+++ LISTED ENTRIES
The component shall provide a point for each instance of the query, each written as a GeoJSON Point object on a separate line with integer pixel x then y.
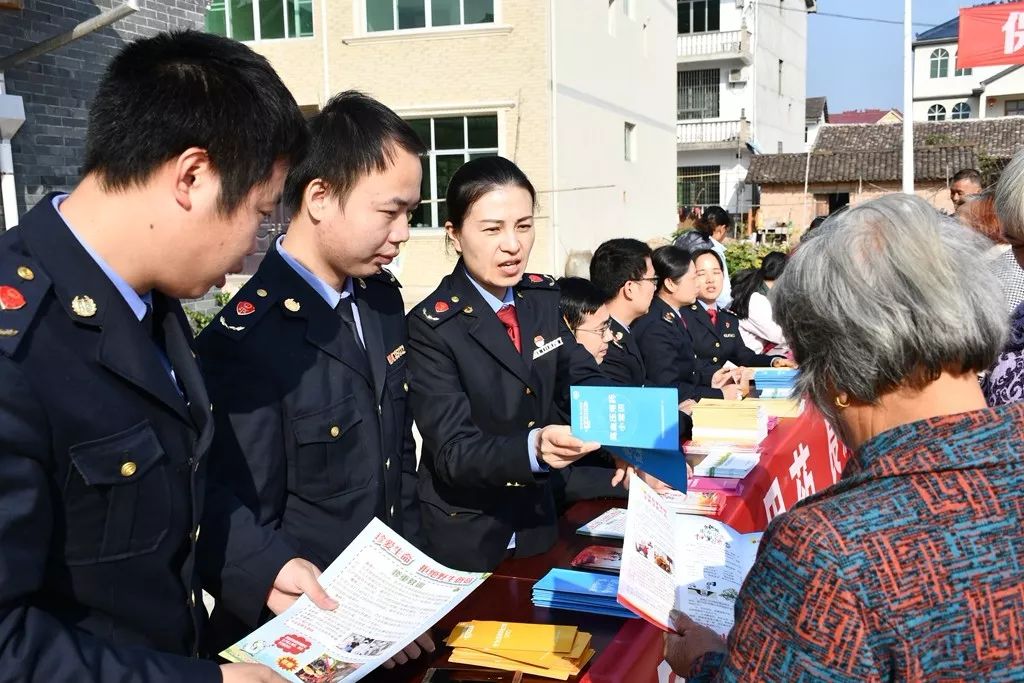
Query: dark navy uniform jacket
{"type": "Point", "coordinates": [668, 352]}
{"type": "Point", "coordinates": [624, 363]}
{"type": "Point", "coordinates": [312, 431]}
{"type": "Point", "coordinates": [475, 401]}
{"type": "Point", "coordinates": [103, 478]}
{"type": "Point", "coordinates": [714, 344]}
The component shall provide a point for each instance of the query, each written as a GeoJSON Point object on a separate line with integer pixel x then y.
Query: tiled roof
{"type": "Point", "coordinates": [873, 153]}
{"type": "Point", "coordinates": [815, 108]}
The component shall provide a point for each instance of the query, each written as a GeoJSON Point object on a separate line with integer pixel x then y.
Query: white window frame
{"type": "Point", "coordinates": [432, 155]}
{"type": "Point", "coordinates": [256, 23]}
{"type": "Point", "coordinates": [364, 30]}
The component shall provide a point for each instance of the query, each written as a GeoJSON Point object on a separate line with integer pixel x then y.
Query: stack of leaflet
{"type": "Point", "coordinates": [580, 591]}
{"type": "Point", "coordinates": [775, 382]}
{"type": "Point", "coordinates": [540, 649]}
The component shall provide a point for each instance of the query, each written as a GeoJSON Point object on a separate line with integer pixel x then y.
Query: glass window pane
{"type": "Point", "coordinates": [300, 18]}
{"type": "Point", "coordinates": [479, 11]}
{"type": "Point", "coordinates": [380, 15]}
{"type": "Point", "coordinates": [449, 133]}
{"type": "Point", "coordinates": [482, 131]}
{"type": "Point", "coordinates": [444, 12]}
{"type": "Point", "coordinates": [446, 166]}
{"type": "Point", "coordinates": [216, 18]}
{"type": "Point", "coordinates": [271, 19]}
{"type": "Point", "coordinates": [412, 13]}
{"type": "Point", "coordinates": [422, 128]}
{"type": "Point", "coordinates": [242, 19]}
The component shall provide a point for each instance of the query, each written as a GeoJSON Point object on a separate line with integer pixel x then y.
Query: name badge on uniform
{"type": "Point", "coordinates": [395, 354]}
{"type": "Point", "coordinates": [550, 346]}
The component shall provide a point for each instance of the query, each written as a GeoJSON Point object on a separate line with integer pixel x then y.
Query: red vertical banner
{"type": "Point", "coordinates": [991, 36]}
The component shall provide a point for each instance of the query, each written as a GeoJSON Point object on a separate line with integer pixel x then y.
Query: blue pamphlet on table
{"type": "Point", "coordinates": [638, 424]}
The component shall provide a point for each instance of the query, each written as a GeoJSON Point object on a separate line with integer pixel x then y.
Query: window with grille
{"type": "Point", "coordinates": [451, 141]}
{"type": "Point", "coordinates": [260, 19]}
{"type": "Point", "coordinates": [697, 94]}
{"type": "Point", "coordinates": [697, 15]}
{"type": "Point", "coordinates": [697, 185]}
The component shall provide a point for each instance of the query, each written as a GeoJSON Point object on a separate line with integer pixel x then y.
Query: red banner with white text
{"type": "Point", "coordinates": [991, 36]}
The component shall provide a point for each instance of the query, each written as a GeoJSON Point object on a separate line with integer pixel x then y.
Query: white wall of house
{"type": "Point", "coordinates": [612, 65]}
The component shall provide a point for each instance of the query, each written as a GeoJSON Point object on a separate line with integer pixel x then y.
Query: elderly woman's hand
{"type": "Point", "coordinates": [690, 642]}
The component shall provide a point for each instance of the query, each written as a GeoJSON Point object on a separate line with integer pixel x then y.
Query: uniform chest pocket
{"type": "Point", "coordinates": [329, 458]}
{"type": "Point", "coordinates": [117, 497]}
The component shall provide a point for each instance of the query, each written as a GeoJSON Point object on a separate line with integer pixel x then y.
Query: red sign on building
{"type": "Point", "coordinates": [991, 36]}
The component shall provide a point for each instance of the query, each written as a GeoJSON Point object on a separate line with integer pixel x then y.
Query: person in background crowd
{"type": "Point", "coordinates": [709, 232]}
{"type": "Point", "coordinates": [489, 354]}
{"type": "Point", "coordinates": [1009, 267]}
{"type": "Point", "coordinates": [104, 421]}
{"type": "Point", "coordinates": [1005, 381]}
{"type": "Point", "coordinates": [978, 213]}
{"type": "Point", "coordinates": [585, 311]}
{"type": "Point", "coordinates": [306, 364]}
{"type": "Point", "coordinates": [891, 574]}
{"type": "Point", "coordinates": [757, 327]}
{"type": "Point", "coordinates": [663, 338]}
{"type": "Point", "coordinates": [622, 270]}
{"type": "Point", "coordinates": [716, 331]}
{"type": "Point", "coordinates": [966, 182]}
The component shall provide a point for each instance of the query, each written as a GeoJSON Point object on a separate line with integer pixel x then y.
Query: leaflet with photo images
{"type": "Point", "coordinates": [672, 561]}
{"type": "Point", "coordinates": [388, 593]}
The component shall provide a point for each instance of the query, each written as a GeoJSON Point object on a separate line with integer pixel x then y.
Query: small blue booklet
{"type": "Point", "coordinates": [638, 424]}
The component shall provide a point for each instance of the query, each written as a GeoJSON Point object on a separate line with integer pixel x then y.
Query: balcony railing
{"type": "Point", "coordinates": [712, 133]}
{"type": "Point", "coordinates": [714, 45]}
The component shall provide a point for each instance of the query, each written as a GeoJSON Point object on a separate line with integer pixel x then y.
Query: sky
{"type": "Point", "coordinates": [858, 65]}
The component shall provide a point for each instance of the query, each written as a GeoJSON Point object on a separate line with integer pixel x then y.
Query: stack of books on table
{"type": "Point", "coordinates": [580, 591]}
{"type": "Point", "coordinates": [540, 649]}
{"type": "Point", "coordinates": [775, 382]}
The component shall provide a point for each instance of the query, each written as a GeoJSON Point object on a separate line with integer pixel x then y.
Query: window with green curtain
{"type": "Point", "coordinates": [242, 19]}
{"type": "Point", "coordinates": [216, 18]}
{"type": "Point", "coordinates": [271, 19]}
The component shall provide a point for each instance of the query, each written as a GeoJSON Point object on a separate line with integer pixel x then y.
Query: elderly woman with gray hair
{"type": "Point", "coordinates": [911, 566]}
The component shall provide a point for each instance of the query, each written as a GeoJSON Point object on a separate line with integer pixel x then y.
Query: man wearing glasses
{"type": "Point", "coordinates": [622, 269]}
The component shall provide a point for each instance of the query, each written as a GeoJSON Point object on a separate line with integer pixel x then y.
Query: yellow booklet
{"type": "Point", "coordinates": [463, 655]}
{"type": "Point", "coordinates": [513, 636]}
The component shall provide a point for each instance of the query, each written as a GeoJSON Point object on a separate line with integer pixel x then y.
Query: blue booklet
{"type": "Point", "coordinates": [638, 424]}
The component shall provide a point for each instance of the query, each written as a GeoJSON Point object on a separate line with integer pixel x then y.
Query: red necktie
{"type": "Point", "coordinates": [510, 319]}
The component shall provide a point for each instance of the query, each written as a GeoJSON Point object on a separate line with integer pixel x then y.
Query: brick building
{"type": "Point", "coordinates": [58, 86]}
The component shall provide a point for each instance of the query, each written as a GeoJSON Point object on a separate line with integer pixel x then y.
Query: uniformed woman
{"type": "Point", "coordinates": [488, 353]}
{"type": "Point", "coordinates": [715, 331]}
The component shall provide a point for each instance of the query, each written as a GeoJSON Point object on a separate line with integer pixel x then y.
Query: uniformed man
{"type": "Point", "coordinates": [306, 364]}
{"type": "Point", "coordinates": [623, 270]}
{"type": "Point", "coordinates": [104, 422]}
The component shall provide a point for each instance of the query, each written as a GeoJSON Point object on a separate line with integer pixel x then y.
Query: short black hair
{"type": "Point", "coordinates": [352, 136]}
{"type": "Point", "coordinates": [700, 252]}
{"type": "Point", "coordinates": [477, 177]}
{"type": "Point", "coordinates": [617, 261]}
{"type": "Point", "coordinates": [968, 174]}
{"type": "Point", "coordinates": [579, 298]}
{"type": "Point", "coordinates": [164, 94]}
{"type": "Point", "coordinates": [670, 263]}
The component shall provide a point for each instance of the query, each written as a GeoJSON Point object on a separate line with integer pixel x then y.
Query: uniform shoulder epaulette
{"type": "Point", "coordinates": [538, 282]}
{"type": "Point", "coordinates": [386, 278]}
{"type": "Point", "coordinates": [438, 307]}
{"type": "Point", "coordinates": [248, 305]}
{"type": "Point", "coordinates": [23, 287]}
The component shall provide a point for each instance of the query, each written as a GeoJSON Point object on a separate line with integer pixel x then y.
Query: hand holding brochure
{"type": "Point", "coordinates": [638, 424]}
{"type": "Point", "coordinates": [388, 593]}
{"type": "Point", "coordinates": [670, 561]}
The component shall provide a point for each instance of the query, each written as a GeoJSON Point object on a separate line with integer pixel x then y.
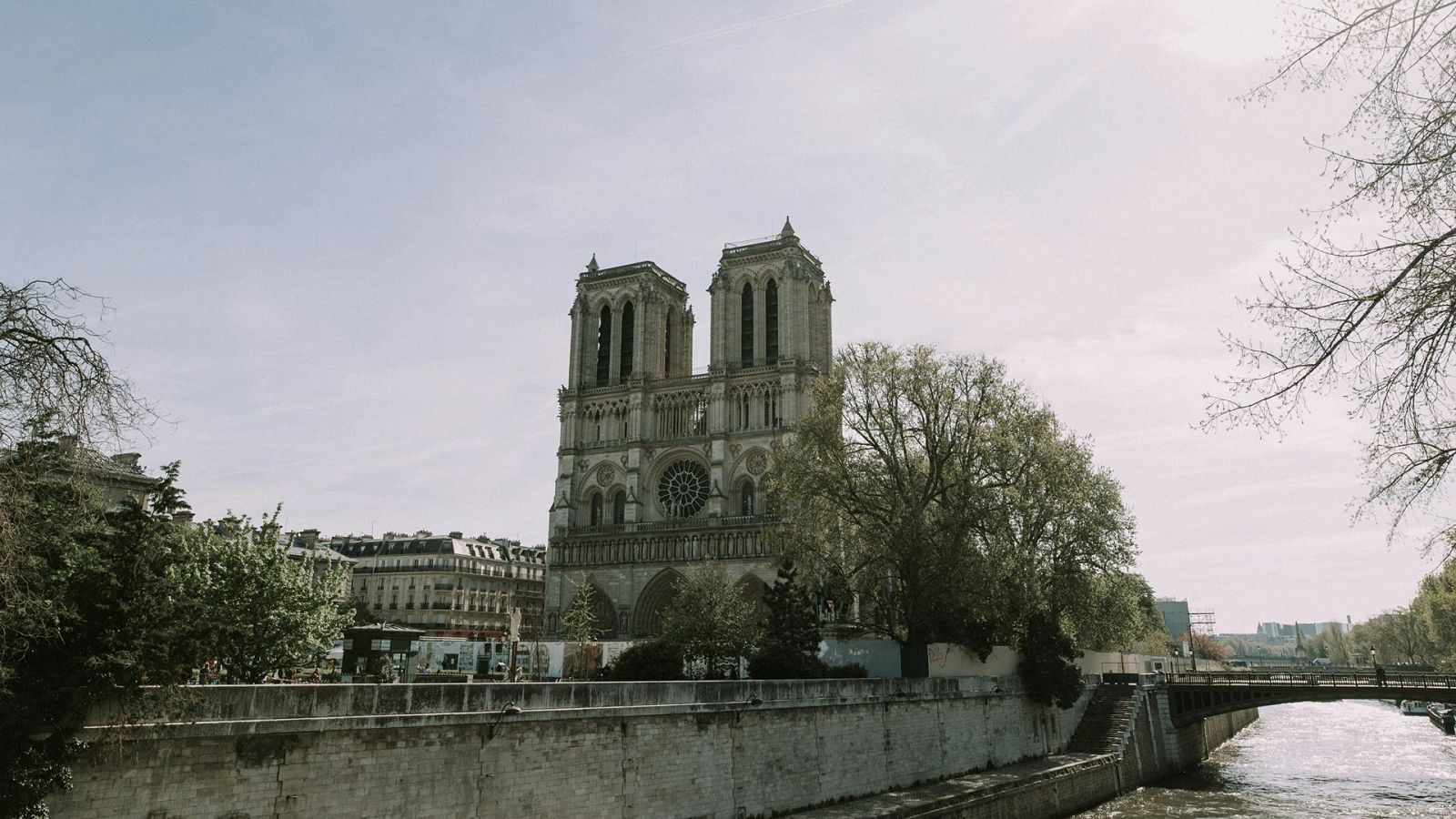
++++++
WHAT TO PRODUCE
Leave every picture out and write out, word for word, the lines from the one that contains "Query: hand holding brochure" through the last line of the records.

EXERCISE SOLUTION
Query: hand holding brochure
{"type": "Point", "coordinates": [638, 424]}
{"type": "Point", "coordinates": [388, 593]}
{"type": "Point", "coordinates": [670, 561]}
The component shall provide a point for each instance of the query, each written as a GeoJSON Point object on a separate line with integer pixel x then y.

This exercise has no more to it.